- Objectif énoncé
Répondez brièvement d'après le texte sur Abdelhamid Mehri :
1. Quelle fonction Mehri occupait-il au FLN lorsqu'il a choisi l'opposition au pouvoir ?
2. Entre quelles années Mehri a-t-il fait du FLN un vrai parti ?
3. À quel conclave le FLN a-t-il pris part à travers la personne de Mehri ?

- Texte fourni
------------------------------------

Aucun moment de l’histoire de l’Algérie, Abdelhamid Mehri n’a tu ses convictions. Notamment ces vingt dernières années. Mehri a toujours exprimé clairement ses opinions aussi bien dans les médias que dans des forums nationaux et internationaux. La situation du pays le préoccupait et tous les événements importants ayant marqué les scènes nationale, arabe et internationale l’interpellaient et le faisaient réagir. Ce que les nouvelles générations retiennent du parcours de ce militant inlassable, c’est d’avoir choisi en tant que secrétaire général du FLN, l’opposition au pouvoir.



En effet, c’est entre 1991 et 1996 que Mehri a fait du FLN un vrai parti dont les sessions du Comité central et du Bureau politique étaient des tribunes de débats contradictoires sur la réalité et le devenir de la nation, dans un contexte de tragédie nationale. Mehri s’est ainsi opposé à l’arrêt du processus électoral de décembre 1991 et a refusé de cautionner les choix politiques et sécuritaires qui en ont découlé. Au-delà de la justesse ou non des options politiques du FLN dans cette phase critique, n’a-t-il pas contribué directement ou indirectement à limiter les dégâts au pays, d’autant plus que la majorité des militants du FIS n’était pas favorable à la violence, ni au déchirement de la nation, ni à l’effondrement de l’Etat national. Le FLN aura donc franchi le Rubicon, aux yeux des tenants du pouvoir, lorsqu’il a pris part, à travers la personne de Mehri, au conclave de Sant’Egidio et signé la plateforme adoptée par les parties présentes, dont les représentants du FIS, du PT et Ben Bella. Se sentant menacé et en déficit de légitimité, le pouvoir a décidé de récupérer le FLN et de le ramener au «bercail» en orchestrant un coup d’Etat «scientifique» exécuté de main de maître par certains membres influents du parti, pour écarter Mehri. La médiocrité et le ronronnement se sont alors réinstallés au sein du FLN avant que les putschistes ne soient évincés à leur tour pour que le putsch devienne une constante du FLN. Mais Abdelhamid Mehri ne peut être réduit à celui qui a éloigné le vieux parti du giron du pouvoir.

------------------------------------

Extraits de données de boîtes englobantes
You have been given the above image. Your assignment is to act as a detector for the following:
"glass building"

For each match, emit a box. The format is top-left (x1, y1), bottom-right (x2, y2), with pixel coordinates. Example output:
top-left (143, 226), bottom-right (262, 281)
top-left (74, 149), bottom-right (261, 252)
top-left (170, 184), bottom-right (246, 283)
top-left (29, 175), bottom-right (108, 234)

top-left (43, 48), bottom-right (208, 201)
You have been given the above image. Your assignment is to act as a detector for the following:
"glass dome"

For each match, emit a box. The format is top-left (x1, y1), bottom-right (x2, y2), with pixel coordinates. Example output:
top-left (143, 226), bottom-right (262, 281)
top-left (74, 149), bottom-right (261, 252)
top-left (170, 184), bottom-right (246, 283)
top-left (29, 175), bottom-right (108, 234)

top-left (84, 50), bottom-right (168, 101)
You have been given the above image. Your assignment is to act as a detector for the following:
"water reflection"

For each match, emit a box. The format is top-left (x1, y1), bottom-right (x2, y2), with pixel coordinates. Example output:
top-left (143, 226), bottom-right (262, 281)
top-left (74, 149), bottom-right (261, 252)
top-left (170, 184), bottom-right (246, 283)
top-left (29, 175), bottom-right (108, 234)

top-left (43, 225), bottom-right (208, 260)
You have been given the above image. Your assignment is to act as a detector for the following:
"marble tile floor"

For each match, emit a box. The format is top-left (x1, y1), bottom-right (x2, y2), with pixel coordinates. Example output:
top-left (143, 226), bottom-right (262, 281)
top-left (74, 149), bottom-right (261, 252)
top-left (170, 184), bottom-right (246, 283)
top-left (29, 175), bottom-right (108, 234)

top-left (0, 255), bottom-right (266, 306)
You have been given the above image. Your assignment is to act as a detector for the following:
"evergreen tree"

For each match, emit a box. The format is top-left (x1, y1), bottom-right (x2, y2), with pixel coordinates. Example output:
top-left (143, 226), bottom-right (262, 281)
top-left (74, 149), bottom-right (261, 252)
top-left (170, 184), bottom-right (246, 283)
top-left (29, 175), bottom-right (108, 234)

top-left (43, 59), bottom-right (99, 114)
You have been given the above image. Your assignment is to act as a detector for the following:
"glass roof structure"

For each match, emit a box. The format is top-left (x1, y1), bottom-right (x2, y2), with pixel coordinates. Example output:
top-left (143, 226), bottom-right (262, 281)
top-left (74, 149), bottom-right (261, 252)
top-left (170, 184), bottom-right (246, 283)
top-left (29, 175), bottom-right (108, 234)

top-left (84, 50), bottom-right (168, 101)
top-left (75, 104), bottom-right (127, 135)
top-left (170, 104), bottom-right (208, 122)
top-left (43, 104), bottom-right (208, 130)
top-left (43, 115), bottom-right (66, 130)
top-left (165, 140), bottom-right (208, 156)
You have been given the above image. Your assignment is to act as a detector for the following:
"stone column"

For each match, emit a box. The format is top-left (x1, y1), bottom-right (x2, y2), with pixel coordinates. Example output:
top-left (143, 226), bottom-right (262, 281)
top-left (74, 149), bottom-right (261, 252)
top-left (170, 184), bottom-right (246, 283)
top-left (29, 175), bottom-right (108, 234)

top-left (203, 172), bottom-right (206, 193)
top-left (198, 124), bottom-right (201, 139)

------------------------------------

- Solution
1. Secrétaire général du FLN.
2. Entre 1991 et 1996.
3. Le conclave de Sant'Egidio.